[Pointing data]
· · · · · · ·

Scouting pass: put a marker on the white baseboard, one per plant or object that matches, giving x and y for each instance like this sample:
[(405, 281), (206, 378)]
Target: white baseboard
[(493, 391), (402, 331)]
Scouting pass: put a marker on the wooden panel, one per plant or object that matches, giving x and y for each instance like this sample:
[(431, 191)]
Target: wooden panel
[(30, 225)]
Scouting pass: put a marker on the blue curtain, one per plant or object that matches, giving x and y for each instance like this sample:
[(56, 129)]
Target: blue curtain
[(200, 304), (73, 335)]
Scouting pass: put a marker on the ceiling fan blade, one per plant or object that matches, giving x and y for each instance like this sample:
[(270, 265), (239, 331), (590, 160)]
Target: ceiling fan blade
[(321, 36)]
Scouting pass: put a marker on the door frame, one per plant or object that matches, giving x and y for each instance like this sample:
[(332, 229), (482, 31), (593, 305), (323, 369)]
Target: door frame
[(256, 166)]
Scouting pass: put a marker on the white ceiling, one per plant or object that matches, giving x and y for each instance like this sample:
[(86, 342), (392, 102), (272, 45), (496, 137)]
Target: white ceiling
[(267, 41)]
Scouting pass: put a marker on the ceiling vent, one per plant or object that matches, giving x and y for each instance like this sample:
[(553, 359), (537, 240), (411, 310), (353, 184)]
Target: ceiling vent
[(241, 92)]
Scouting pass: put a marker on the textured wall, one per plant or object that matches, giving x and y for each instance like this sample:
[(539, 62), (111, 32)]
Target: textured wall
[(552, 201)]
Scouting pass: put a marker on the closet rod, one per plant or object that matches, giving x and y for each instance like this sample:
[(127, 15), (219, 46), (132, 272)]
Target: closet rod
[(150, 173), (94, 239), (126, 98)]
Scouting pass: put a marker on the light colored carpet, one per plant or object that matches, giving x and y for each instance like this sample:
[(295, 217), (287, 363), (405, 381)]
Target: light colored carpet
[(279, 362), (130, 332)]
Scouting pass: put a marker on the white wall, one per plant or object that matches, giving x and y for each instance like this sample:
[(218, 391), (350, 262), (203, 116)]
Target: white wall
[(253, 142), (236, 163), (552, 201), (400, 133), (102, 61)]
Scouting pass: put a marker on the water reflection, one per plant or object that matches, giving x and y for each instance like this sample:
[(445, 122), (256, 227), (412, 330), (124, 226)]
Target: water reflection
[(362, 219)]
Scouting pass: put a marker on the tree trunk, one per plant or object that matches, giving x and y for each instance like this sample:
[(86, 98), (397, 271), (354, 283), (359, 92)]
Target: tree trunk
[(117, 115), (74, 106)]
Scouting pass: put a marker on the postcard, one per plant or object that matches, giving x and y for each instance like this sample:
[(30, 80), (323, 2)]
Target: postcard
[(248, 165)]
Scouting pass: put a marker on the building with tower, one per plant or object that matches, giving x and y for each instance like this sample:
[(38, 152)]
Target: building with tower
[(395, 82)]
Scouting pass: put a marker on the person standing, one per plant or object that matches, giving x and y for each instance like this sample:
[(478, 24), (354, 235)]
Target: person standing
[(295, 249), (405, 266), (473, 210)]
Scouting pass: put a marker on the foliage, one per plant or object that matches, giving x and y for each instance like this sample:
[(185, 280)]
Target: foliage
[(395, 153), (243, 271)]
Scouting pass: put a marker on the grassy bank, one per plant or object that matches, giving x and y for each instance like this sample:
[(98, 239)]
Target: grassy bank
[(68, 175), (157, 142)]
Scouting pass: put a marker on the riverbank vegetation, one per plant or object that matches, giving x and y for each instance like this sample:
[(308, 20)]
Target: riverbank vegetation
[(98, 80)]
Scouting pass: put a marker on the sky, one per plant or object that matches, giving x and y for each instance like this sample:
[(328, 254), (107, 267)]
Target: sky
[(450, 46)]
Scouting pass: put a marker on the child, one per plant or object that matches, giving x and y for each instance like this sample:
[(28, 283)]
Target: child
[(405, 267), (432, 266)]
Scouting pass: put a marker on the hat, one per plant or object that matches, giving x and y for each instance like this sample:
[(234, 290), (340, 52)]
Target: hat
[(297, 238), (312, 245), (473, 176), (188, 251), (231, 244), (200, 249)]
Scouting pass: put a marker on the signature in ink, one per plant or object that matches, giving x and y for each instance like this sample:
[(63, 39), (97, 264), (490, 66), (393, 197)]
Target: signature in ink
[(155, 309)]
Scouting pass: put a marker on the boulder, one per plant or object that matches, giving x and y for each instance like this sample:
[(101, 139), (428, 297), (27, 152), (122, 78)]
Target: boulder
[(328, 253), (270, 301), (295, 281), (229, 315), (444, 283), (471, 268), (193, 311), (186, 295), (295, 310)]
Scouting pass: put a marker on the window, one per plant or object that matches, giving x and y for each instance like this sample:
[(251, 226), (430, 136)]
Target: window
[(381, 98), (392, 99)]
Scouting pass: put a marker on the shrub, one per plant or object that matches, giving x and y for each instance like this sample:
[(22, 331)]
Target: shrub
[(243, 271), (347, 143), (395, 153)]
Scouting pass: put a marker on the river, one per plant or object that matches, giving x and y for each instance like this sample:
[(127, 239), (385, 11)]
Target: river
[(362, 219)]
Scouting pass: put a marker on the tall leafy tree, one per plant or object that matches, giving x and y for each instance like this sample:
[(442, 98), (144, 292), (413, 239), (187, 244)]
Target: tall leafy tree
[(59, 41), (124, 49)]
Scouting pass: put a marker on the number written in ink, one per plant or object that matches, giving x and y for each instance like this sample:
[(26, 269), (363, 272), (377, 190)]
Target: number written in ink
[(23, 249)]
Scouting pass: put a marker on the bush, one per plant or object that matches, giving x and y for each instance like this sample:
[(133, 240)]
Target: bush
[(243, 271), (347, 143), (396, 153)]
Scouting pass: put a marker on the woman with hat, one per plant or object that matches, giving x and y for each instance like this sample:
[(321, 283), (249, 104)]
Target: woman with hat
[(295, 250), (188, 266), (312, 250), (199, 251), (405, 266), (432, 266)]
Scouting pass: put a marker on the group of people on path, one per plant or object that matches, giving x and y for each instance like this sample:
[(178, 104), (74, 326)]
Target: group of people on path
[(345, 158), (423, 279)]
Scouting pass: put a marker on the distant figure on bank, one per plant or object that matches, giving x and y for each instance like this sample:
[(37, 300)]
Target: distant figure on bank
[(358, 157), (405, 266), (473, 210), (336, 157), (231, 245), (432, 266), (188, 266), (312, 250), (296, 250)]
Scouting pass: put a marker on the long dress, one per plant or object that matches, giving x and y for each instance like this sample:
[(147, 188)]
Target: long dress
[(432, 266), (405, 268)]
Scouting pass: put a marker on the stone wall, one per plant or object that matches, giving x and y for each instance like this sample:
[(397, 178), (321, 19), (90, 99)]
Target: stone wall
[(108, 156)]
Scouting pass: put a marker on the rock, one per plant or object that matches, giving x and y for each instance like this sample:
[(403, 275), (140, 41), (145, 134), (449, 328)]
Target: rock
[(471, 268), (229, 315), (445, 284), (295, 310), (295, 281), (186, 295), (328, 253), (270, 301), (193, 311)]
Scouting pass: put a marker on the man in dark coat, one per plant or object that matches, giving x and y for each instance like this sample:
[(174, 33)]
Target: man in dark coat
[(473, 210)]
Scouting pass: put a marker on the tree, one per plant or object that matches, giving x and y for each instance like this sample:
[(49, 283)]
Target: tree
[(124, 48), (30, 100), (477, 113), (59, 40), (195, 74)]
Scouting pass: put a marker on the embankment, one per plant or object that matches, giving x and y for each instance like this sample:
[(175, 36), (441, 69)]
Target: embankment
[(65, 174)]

· · · · · · ·

Task to complete: Reproduce the data from the line containing "Scouting pass: put a marker on the sky, one" through the line containing "295), (295, 310)]" in full, with each answer's coordinates offset by adding 43 to every number.

Exercise result:
Scouting pass: put a marker on the sky, one per plant or object that matches, giving x and y for each instance like this sample:
[(328, 254), (107, 267)]
Target: sky
[(493, 89)]
Scouting pass: put a marker on the child, one per plant or object that matches, giving x and y for each instance like this sample:
[(28, 283)]
Target: child
[(448, 310), (475, 309)]
Scouting pass: put a marker on the hat, one per plant or object that matches, giving x and y for each instance like this sample:
[(234, 290), (340, 52)]
Target: hat
[(340, 281), (355, 288), (516, 219), (231, 294), (274, 287), (243, 292)]
Scouting pass: put a marker on the signature in ink, one per plant or object that matches, giving x and y for each instance like this sample:
[(63, 39), (97, 264), (490, 66), (393, 197)]
Target: signature in ink
[(198, 352)]
Scouting pass: put a marker on the boulder, one per plant or object that matches, giving x and y for each instance like this sample:
[(101, 139), (428, 297), (27, 152), (122, 78)]
Target: boulder
[(371, 296), (313, 344), (338, 324), (272, 358), (487, 326), (514, 311), (236, 354), (229, 338), (338, 353)]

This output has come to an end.